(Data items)
┌────────

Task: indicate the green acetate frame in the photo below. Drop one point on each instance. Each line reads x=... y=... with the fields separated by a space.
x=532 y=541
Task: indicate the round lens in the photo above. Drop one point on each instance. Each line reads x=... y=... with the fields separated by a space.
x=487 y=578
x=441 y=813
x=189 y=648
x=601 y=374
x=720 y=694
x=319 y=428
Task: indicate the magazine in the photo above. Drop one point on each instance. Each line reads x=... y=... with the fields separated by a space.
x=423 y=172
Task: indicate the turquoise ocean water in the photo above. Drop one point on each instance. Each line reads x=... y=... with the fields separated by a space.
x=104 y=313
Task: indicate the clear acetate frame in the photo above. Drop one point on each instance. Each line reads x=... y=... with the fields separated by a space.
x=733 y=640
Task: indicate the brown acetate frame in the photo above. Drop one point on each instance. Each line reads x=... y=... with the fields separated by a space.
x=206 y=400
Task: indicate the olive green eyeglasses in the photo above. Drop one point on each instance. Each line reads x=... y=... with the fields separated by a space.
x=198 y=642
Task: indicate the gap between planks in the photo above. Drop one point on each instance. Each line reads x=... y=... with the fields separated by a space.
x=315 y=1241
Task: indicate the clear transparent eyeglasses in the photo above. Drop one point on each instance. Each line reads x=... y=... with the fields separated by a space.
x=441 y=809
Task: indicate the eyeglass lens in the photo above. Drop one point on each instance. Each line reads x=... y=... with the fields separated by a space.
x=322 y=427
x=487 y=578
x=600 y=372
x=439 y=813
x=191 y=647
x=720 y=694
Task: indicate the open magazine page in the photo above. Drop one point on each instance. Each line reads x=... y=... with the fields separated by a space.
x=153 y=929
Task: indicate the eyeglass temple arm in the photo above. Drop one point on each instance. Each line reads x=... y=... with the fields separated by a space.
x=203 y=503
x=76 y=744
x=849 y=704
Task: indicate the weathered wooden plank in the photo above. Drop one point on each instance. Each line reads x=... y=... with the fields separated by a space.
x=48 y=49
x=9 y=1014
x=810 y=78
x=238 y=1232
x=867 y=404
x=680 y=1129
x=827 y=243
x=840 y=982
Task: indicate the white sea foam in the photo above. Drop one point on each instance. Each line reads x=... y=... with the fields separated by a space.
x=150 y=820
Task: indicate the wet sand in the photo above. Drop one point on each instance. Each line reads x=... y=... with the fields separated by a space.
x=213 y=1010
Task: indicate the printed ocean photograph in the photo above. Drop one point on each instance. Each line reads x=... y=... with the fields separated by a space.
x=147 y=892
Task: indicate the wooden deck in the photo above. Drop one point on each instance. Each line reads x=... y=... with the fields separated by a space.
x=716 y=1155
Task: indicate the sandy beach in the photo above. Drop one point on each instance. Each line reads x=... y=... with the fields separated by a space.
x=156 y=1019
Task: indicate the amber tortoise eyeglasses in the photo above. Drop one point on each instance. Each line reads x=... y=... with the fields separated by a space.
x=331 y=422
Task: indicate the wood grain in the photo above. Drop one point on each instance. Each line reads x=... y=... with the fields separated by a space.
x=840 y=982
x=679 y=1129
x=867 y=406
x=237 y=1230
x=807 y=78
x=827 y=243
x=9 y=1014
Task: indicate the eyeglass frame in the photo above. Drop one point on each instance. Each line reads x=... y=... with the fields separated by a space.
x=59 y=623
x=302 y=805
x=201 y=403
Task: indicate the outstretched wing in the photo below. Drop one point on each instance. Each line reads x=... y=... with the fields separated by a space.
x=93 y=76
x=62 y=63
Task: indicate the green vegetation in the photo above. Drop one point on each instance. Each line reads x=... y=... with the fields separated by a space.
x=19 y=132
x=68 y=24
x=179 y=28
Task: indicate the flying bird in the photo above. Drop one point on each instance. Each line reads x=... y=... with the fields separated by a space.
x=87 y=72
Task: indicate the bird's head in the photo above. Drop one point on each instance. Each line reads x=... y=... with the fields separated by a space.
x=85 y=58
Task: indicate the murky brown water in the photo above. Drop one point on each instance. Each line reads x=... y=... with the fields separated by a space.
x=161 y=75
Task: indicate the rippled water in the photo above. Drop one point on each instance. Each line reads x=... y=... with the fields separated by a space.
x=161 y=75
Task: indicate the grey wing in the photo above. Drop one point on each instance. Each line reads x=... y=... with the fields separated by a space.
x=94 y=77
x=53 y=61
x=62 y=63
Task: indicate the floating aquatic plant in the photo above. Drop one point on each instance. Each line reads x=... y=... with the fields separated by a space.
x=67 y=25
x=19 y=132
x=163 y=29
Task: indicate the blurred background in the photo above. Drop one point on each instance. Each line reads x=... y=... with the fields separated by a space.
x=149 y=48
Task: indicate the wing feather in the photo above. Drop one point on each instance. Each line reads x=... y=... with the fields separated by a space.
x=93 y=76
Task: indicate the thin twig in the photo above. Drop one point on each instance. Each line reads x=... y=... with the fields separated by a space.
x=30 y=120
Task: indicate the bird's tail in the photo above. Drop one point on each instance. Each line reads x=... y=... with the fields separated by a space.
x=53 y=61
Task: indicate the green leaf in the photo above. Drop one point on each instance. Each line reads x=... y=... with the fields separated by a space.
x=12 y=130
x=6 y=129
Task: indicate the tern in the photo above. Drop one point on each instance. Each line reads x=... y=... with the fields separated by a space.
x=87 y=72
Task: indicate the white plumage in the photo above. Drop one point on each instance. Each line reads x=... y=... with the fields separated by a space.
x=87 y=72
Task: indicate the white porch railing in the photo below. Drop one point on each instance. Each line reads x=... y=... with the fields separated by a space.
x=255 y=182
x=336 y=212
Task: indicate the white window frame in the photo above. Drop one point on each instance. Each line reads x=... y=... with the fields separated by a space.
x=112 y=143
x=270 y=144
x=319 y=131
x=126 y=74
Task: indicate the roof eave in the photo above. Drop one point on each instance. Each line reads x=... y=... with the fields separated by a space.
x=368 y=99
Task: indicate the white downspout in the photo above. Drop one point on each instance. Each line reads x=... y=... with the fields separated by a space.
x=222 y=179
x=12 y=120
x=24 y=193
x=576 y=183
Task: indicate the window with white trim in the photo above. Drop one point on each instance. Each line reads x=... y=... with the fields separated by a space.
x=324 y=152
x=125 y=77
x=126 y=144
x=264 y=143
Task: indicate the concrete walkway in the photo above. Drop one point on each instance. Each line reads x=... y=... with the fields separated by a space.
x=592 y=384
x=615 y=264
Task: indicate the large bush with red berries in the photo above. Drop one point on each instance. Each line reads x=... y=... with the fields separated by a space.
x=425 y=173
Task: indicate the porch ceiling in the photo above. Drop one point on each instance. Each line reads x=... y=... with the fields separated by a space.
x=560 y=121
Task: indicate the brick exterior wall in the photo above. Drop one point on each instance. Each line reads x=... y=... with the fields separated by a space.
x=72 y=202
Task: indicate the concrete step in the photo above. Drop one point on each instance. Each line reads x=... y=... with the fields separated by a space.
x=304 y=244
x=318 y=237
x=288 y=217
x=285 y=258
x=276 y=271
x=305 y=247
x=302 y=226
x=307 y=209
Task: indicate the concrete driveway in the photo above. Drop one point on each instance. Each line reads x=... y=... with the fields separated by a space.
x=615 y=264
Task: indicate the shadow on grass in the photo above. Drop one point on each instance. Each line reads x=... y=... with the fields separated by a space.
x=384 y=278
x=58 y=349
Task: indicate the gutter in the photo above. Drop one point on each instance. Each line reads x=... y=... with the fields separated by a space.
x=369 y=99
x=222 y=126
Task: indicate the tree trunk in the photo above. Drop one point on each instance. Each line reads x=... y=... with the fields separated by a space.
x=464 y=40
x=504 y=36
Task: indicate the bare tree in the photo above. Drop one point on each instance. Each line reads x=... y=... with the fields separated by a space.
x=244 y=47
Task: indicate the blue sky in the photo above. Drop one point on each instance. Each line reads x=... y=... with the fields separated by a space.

└────────

● What you should do
Reproduce the listing above, substituting "Place one point" for every occurrence of "Drop one point" and leaving everything else unchanged.

● Completed exercise
Task: indicate the green acetate frame in the photo below. Place one point on each instance. Each line reads x=... y=... with the fields separated by a space.
x=532 y=541
Task: indicate the round lens in the photo above. Place one point on each instance. Each line reads x=... y=... with the fields separated by a space.
x=487 y=578
x=441 y=813
x=189 y=648
x=601 y=374
x=720 y=694
x=319 y=428
Task: indicate the magazine in the photo above. Place one point on each instance. Each line reads x=... y=... with the fields separated by a space.
x=423 y=172
Task: indicate the turquoise ocean water in the photo above. Place one point on each instance. Each line reads x=... y=... with the fields separated by a space.
x=104 y=313
Task: indicate the clear acetate frame in the photo above. Place one point on each instance. Each line reads x=... y=... with the fields separated by a space.
x=733 y=640
Task: indicate the brown acetate frame in the photo above. Place one point on each instance. Each line reads x=... y=... with the fields separated by a space.
x=206 y=400
Task: indicate the olive green eyeglasses in the photo above. Place one point on each instance. Each line reads x=... y=... with the fields separated by a space.
x=198 y=642
Task: indicate the gap between planks in the photo above. Place one point on each instance. Each line reads x=... y=... with the fields separated by a space.
x=315 y=1241
Task: indicate the clear transparent eyeglasses in the photo above. Place one point on each instance. Each line reads x=... y=... with the fields separated by a space.
x=441 y=809
Task: indicate the eyeglass lens in the photo above. Place one point on each instance. Each line reads x=... y=... with the fields separated by a space.
x=322 y=427
x=487 y=578
x=600 y=372
x=439 y=813
x=191 y=647
x=720 y=694
Task: indicate the open magazine page in the photo above. Place one point on each instance. Each line reads x=... y=... with the fields separated by a space.
x=153 y=929
Task: indicate the eyeglass temple arm in the photo above. Place one point on each instance. Each line reads x=... y=... with the fields separated by a space.
x=203 y=503
x=76 y=744
x=849 y=704
Task: indicate the weathered wooden plank in the photo above. Place one point on each instance. Each line reads x=... y=... with the fields separated by a space.
x=48 y=49
x=9 y=1014
x=810 y=78
x=238 y=1232
x=867 y=404
x=680 y=1129
x=827 y=243
x=840 y=982
Task: indicate the white sea foam in the photo above. Place one point on each instance. Each line reads x=... y=... with the fields separated by a space.
x=150 y=820
Task: indicate the wet sand in the photo above. Place one point on each instance. Each line reads x=... y=... with the fields separated by a space.
x=213 y=1010
Task: indicate the printed ocean photograph in the photo above. Place one point on each instance. Each line reads x=... y=... with the fields separated by a space.
x=147 y=892
Task: indicate the wooden deck in the photo above. Place one point on each instance. Each line reads x=... y=... with the fields separated by a space.
x=716 y=1155
Task: indicate the sandy beach in the photo above. Place one point on each instance. Each line reads x=... y=... with the fields separated by a space.
x=156 y=1019
Task: indicate the amber tortoise eyeglasses in the photo above. Place one point on each instance. Each line reads x=... y=... with the fields separated by a space.
x=331 y=422
Task: indicate the wood grain in the photo above. Place one point on each instance. Each line reads x=... y=... with the fields separated by a space.
x=840 y=982
x=679 y=1129
x=867 y=406
x=237 y=1230
x=807 y=78
x=827 y=243
x=9 y=1014
Task: indicate the eyeglass frame in the photo above. Place one point on each instance. Each line reads x=... y=... with the fields separated by a space.
x=59 y=623
x=302 y=805
x=201 y=403
Task: indicate the outstretched wing in the photo below. Place one point on each instance. Each line reads x=... y=... with the fields separated by a space.
x=93 y=76
x=62 y=63
Task: indicate the green vegetation in the photo above. Place one point on each instance. Each line reads x=... y=... with the fields separated by a space.
x=19 y=132
x=68 y=24
x=179 y=28
Task: indicate the flying bird in the photo above. Place one point on each instance. Each line reads x=... y=... with the fields separated by a space.
x=87 y=72
Task: indicate the bird's head in the photo above. Place one point on each instance. Each line reads x=... y=... with the fields separated by a space.
x=85 y=58
Task: indicate the murky brown water in the photo above. Place one point on each instance. Each line reads x=... y=... with the fields separated by a space.
x=161 y=75
Task: indicate the rippled water in the photo above. Place one point on each instance. Each line reads x=... y=... with the fields separated by a space.
x=161 y=75
Task: indicate the grey wing in the photo above. Place one point on each instance. Each line reads x=... y=... with the fields separated by a space.
x=94 y=77
x=53 y=61
x=62 y=63
Task: indicate the floating aquatic plant in the photo above. Place one point on each instance. Each line reads x=... y=... with the fields separated by a space.
x=67 y=25
x=19 y=132
x=163 y=29
Task: indicate the blurred background in the photo above. Place one point on each instance. Each line reads x=... y=... with the fields separated by a space.
x=149 y=48
Task: indicate the wing feather in the photo above. Place one point on each instance. Each line reads x=... y=... with the fields separated by a space.
x=93 y=76
Task: indicate the thin twig in the photo above. Place one point on each instance. Each line reads x=... y=... with the fields separated by a space.
x=30 y=120
Task: indicate the bird's tail in the photo above. Place one point on each instance. Each line reads x=... y=... with the fields separated by a space.
x=53 y=61
Task: indicate the green leaf in the photo above. Place one point on each instance. Each line reads x=... y=... with the fields separated by a space.
x=12 y=130
x=6 y=129
Task: indicate the tern in the photo above. Place one point on each instance. Each line reads x=... y=... with the fields separated by a space.
x=87 y=72
Task: indicate the white plumage in the photo above. Place one point on each instance. Each line reads x=... y=... with the fields separated by a space.
x=87 y=72
Task: indicate the white porch railing in the photo below. Place one point on each instance. Each line reads x=... y=... with the fields separated by a space.
x=255 y=182
x=336 y=212
Task: indicate the white window frame in the photo above. Place one point on each instance. Each line reads x=... y=... with the fields separated by a space.
x=112 y=143
x=270 y=144
x=319 y=131
x=126 y=74
Task: indicate the roof eave in the photo above. Place one point on each instance. Each line reads x=... y=... with the fields separated by a space.
x=368 y=99
Task: indicate the white downspout in the photo above. Place one point on each instance. Each line reads x=... y=... with the fields separated by a space.
x=222 y=179
x=12 y=120
x=24 y=193
x=576 y=183
Task: indicate the window with white trim in the photo above. Place one point on each instance. Each line reads x=... y=... with the fields separated by a space.
x=324 y=152
x=125 y=77
x=126 y=144
x=264 y=143
Task: indicate the concrete walkway in the photo above. Place one point on each instance. Each line reads x=... y=... with the fields separated by a space.
x=592 y=384
x=615 y=264
Task: indicate the large bush with red berries in the photo above. Place one point on each instance. Each line reads x=... y=... with the fields separated by a space.
x=425 y=173
Task: indicate the porch ceiling in the photo above. Place one point on each instance. Each line reads x=... y=... with the fields separated by a space.
x=560 y=121
Task: indicate the brick exterior wall in the photo above. Place one point on each instance. Each line reads x=... y=... with the fields separated by a space.
x=72 y=202
Task: indicate the concrete step in the photo above. Place one point on each instance. Each line reads x=... y=... with the fields separated by a space.
x=304 y=244
x=318 y=237
x=288 y=217
x=285 y=258
x=276 y=271
x=305 y=247
x=302 y=226
x=307 y=209
Task: indicate the concrete driveway in the photo above. Place one point on each instance. Each line reads x=... y=... with the fields separated by a space.
x=615 y=264
Task: indicate the shadow on grass in the photo above. Place one point on each instance. Each line reads x=... y=... with the fields separated by a space.
x=384 y=278
x=58 y=349
Task: indicate the gutter in the photo above. Place one point on each instance. Each line reads x=... y=... with the fields separated by a space.
x=369 y=99
x=222 y=126
Task: indicate the tree trunk in the photo above. Place one point on each instance. Each line reads x=... y=... with the fields separated by a space.
x=464 y=40
x=504 y=36
Task: indicate the bare tree in the photo above. Place one point on each instance. Each line reads x=... y=... with the fields separated by a space.
x=244 y=47
Task: indicate the blue sky in the photo above. Place one point on each instance. Each line reads x=... y=... with the fields separated by a space.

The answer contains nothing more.